[What to do]
Translate this sentence from the blog post about learning Welsh into Spanish: "I'm not sure why others speaking or learning Welsh should cause such passion among non-speakers but it does."
--- Document extract ---
Wednesday, February 24, 2021

Mae Gŵr yn gwneud cyrri selsig i ginio heno

Husband is making sausage curry for dinner tonight. And I can write a whole sentence about it in Welsh.

Apparently, according to some, I am wasting my time learning 'pointless', 'incomprehensible', 'gibberish'. 'A dead language that sounds uncannily like someone with bad catarrh clearing his throat.'

The man who originally tweeted most of those comments was also derisory about the Celtic nations in general - leading to his dismissal from his job as PR chief for a national company, strangely enough based in Wales.

I'm not sure why others speaking or learning Welsh should cause such passion among non-speakers but it does. Of course that's not a new thing.

Following a period of risings and riots in the nineteenth century, in 1847 a report commissioned by the government in Westminster, was published, stating the poor standard of education in Wales as the cause, and blaming that in turn on the use of the Welsh language in the classroom. The report went even further and 'concluded that the Welsh language was the cause of stupidity, sexual promiscuity and unruly behaviour.'  

As it was the first and native language of the majority of people that seems a strange thing to blame, but the report was taken seriously, and it was widely accepted that the Welsh language was a problem and schools were encouraged to work towards its eradication.
--- Material provided ---
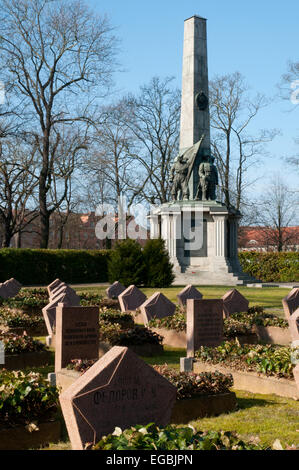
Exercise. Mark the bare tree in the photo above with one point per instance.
(155, 120)
(54, 53)
(276, 214)
(111, 162)
(18, 185)
(232, 112)
(289, 91)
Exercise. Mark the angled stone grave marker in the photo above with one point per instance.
(294, 325)
(49, 311)
(10, 288)
(120, 390)
(204, 324)
(77, 334)
(64, 290)
(57, 289)
(131, 299)
(189, 292)
(291, 302)
(234, 302)
(53, 286)
(115, 290)
(157, 306)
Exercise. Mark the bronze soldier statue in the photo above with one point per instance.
(179, 178)
(208, 179)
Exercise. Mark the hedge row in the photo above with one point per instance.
(41, 267)
(271, 267)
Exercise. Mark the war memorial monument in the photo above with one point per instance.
(200, 232)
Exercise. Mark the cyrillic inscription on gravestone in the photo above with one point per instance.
(204, 324)
(294, 325)
(120, 390)
(77, 334)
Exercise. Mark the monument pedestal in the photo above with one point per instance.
(201, 238)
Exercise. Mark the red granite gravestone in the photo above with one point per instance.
(131, 299)
(291, 302)
(294, 325)
(189, 292)
(157, 306)
(77, 334)
(115, 290)
(204, 324)
(53, 285)
(234, 302)
(120, 390)
(49, 311)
---
[Output of the exercise]
No sé bien por qué el hecho de que otros hablen o aprendan galés despierta tanta pasión entre quienes no lo hablan, pero así es.